DOCUMENT SOURCE
■ ■ ■ ■ ■

Ceux qui ont signé la convention Elliot n'ont fait que reconnaître un principe incontestable, savoir, que les soldats du statut royal, pas plus que ceux du prétendant, ne sont des rebelles, car on n'est rebelle qu'à la nation, et le statut royal n'est pas plus la nation que ne l'est le carlisme: ce sont deux opinions également libres et qui doivent se respecter comme également loyales. Mais les hommes qui, des quatre coins de l'Europe, accourent pour désoler

la Péninsule sans y être forcés ni par la nécessité d'obéir, ni par celle de se défendre, espèrent-ils jouir de l'impunité qui n'est accordée au prisonnier de bonne guerre qu'à l'une de ces deux conditions? Il faut le leur dire, sous peine de les tromper: ils font la guerre à leurs risques et périls, non plus comme des soldats de telle nation combattant contre ceux de telle autre nation, mais comme des envahisseurs qui exploitent pour leur compte le pays dans lequel il leur a plu de porter la dévastation et la mort. En vain allègueront-ils leur sympathie pour la cause constitutionnelle (le constitutionnalisme du statut royal)! les sympathies sont des sentimens personnels, et alors même qu'on pourrait les prouver et les justifier, elles ne donnent pas des droits à ceux qui se plaisent à les entretenir, elles ne sauraient imposer des devoirs à ceux dont elles blessent les opinions ou les intérêts.

■ ■ ■ ■ ■

ACTIONS À RÉALISER
(a) Résumez en deux phrases le texte sur la convention Elliot.
(b) Poursuivez le texte sur la convention Elliot à partir de sa dernière phrase.

■ ■ ■ ■ ■

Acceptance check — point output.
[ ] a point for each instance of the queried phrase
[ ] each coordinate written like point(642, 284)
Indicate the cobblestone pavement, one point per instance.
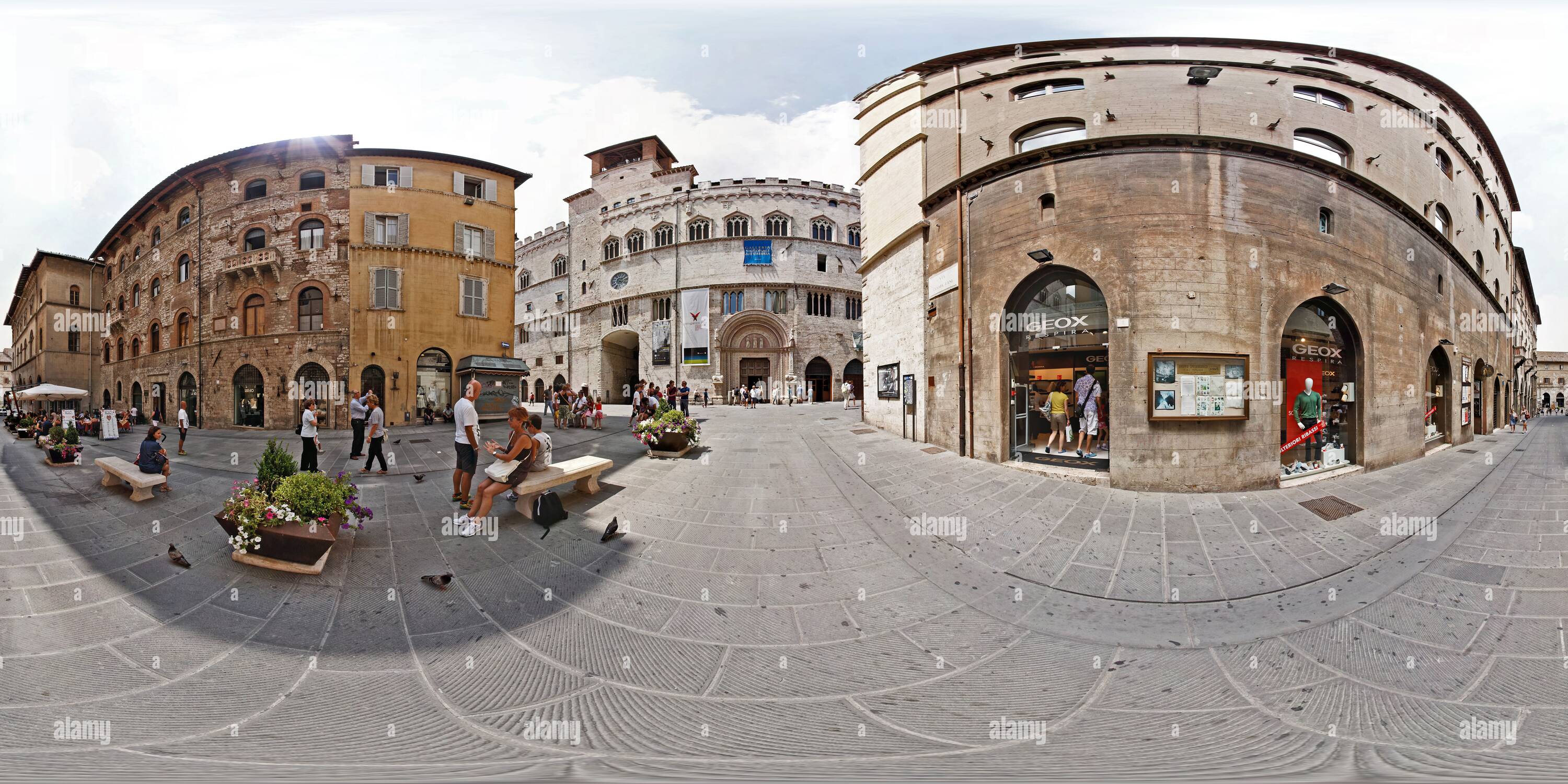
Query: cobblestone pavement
point(800, 598)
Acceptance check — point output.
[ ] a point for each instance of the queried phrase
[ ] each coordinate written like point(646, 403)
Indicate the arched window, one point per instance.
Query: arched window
point(255, 313)
point(1321, 145)
point(1045, 88)
point(309, 309)
point(313, 234)
point(1322, 96)
point(1442, 220)
point(1048, 134)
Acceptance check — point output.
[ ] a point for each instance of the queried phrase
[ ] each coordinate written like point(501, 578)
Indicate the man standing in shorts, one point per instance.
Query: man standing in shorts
point(1087, 393)
point(186, 422)
point(468, 444)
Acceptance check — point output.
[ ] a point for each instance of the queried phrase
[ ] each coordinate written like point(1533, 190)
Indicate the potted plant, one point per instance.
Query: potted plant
point(668, 430)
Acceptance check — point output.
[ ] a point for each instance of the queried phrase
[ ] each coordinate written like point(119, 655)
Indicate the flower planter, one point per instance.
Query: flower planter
point(289, 543)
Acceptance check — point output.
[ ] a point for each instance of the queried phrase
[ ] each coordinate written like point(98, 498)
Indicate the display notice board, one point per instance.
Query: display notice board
point(1198, 386)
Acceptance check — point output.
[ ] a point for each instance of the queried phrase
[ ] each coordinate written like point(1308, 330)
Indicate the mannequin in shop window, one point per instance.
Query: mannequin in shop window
point(1308, 410)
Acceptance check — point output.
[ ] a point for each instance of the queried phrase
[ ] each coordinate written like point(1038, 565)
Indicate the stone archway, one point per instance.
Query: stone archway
point(752, 336)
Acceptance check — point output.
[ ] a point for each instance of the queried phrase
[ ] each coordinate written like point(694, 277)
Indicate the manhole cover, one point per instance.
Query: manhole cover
point(1330, 507)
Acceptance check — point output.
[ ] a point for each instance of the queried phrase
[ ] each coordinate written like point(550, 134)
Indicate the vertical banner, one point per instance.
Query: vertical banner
point(694, 330)
point(661, 344)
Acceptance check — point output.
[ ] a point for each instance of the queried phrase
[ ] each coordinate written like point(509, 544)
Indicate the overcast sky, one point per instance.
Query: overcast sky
point(101, 101)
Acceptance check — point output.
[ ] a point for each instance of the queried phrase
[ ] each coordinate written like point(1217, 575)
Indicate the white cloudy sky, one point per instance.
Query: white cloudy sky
point(102, 99)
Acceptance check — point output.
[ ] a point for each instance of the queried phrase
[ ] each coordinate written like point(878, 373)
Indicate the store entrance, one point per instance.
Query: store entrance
point(1059, 375)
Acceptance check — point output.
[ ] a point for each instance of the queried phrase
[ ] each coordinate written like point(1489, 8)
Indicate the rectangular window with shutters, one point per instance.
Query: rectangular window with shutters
point(386, 284)
point(474, 297)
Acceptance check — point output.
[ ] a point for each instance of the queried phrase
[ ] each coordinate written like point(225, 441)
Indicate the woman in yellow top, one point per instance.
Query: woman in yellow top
point(1057, 403)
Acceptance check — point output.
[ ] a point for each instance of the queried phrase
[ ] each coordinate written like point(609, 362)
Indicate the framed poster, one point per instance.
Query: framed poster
point(1198, 386)
point(888, 382)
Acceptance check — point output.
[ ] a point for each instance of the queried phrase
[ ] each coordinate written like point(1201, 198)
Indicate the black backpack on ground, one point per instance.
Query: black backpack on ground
point(548, 512)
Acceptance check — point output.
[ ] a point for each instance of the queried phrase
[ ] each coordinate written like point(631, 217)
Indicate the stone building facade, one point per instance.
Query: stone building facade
point(54, 320)
point(1050, 211)
point(603, 298)
point(303, 269)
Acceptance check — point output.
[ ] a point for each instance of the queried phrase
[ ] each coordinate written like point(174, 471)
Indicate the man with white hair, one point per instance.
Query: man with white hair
point(468, 444)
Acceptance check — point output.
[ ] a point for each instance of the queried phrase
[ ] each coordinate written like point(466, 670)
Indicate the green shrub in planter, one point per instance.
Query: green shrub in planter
point(275, 466)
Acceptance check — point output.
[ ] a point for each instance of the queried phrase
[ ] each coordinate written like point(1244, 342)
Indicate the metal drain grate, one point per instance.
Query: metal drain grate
point(1330, 507)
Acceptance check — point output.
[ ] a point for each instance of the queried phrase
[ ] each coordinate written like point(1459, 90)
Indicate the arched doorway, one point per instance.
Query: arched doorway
point(1059, 333)
point(819, 380)
point(187, 394)
point(314, 383)
point(432, 382)
point(250, 397)
point(374, 380)
point(620, 358)
point(852, 374)
point(1319, 414)
point(1437, 402)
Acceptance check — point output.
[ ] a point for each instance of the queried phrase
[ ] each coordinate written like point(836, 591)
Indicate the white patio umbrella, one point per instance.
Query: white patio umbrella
point(51, 393)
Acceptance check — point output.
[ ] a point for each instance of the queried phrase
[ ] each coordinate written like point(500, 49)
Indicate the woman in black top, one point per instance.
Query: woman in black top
point(153, 458)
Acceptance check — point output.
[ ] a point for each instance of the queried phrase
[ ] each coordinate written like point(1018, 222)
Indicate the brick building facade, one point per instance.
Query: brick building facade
point(242, 284)
point(599, 297)
point(1300, 212)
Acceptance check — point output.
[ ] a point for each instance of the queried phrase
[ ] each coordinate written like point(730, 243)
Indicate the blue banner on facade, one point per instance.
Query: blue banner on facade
point(759, 251)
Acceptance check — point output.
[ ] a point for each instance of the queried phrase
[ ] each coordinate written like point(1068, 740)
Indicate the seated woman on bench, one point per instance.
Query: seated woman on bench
point(153, 457)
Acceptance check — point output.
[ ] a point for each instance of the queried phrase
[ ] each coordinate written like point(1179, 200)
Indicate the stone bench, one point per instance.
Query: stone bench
point(117, 471)
point(584, 471)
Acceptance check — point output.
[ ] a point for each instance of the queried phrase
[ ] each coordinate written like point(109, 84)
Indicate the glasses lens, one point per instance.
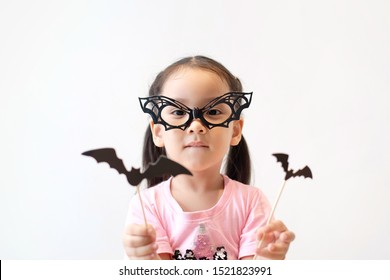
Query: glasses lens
point(218, 113)
point(174, 116)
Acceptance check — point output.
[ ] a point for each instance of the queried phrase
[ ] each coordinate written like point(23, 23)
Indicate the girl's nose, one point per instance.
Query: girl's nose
point(196, 126)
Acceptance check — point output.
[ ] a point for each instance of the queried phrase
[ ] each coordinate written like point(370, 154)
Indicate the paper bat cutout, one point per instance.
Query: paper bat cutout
point(305, 172)
point(283, 158)
point(162, 166)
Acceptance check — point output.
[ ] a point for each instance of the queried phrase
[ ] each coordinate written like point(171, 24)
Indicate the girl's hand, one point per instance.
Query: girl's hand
point(277, 239)
point(139, 242)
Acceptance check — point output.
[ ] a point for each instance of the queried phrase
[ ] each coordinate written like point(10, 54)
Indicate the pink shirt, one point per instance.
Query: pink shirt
point(225, 231)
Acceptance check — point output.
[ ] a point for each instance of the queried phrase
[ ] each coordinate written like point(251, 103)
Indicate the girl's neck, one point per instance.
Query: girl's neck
point(198, 182)
point(198, 192)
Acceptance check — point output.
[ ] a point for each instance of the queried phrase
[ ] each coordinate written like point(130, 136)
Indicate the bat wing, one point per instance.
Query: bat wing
point(109, 156)
point(283, 159)
point(305, 172)
point(165, 166)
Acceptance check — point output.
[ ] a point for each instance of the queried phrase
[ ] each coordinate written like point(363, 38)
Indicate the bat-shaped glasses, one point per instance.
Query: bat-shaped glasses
point(218, 112)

■ ■ ■ ■ ■

RÉPONSES DANS L'ORDRE
(a) La convention Elliot reconnaît que ni les soldats du statut royal ni ceux du prétendant ne sont des rebelles, puisqu'on n'est rebelle qu'à la nation et que ces deux camps défendent des opinions également libres et loyales. En revanche, les hommes venus des quatre coins de l'Europe ravager la Péninsule sans y être forcés font la guerre à leurs risques et périls, comme des envahisseurs, et leur sympathie pour la cause constitutionnelle ne leur donne aucun droit.

(b)
Mais enfin, disent les défenseurs de l'intervention, le traité de la quadruple alliance n'autorise-t-il pas les deux gouvernemens dont la Péninsule a invoqué le secours à le lui préter de la manière qu'ils croiront le plus convenable? C'est résoudre la question par la question. Car, qui a donné à ces gouvernemens le droit d'intervenir entre les chefs du parti soi-disant statut royal et les autres partis qui divisent l'Espagne? Ont-ils pour intervenir un autre droit que celui en vertu duquel on se proposait autrefois à Pilnitz d'intervenir entre le gouvernement des gardes-suisses et les partis qui divisaient la France à cette époque? Ont-ils un autre droit que celui en vertu duquel ont eu lieu plus récemment l'intervention en Italie et en Espagne, où l'on a exercé les rigueurs salutaires dont on conserve bon souvenir ?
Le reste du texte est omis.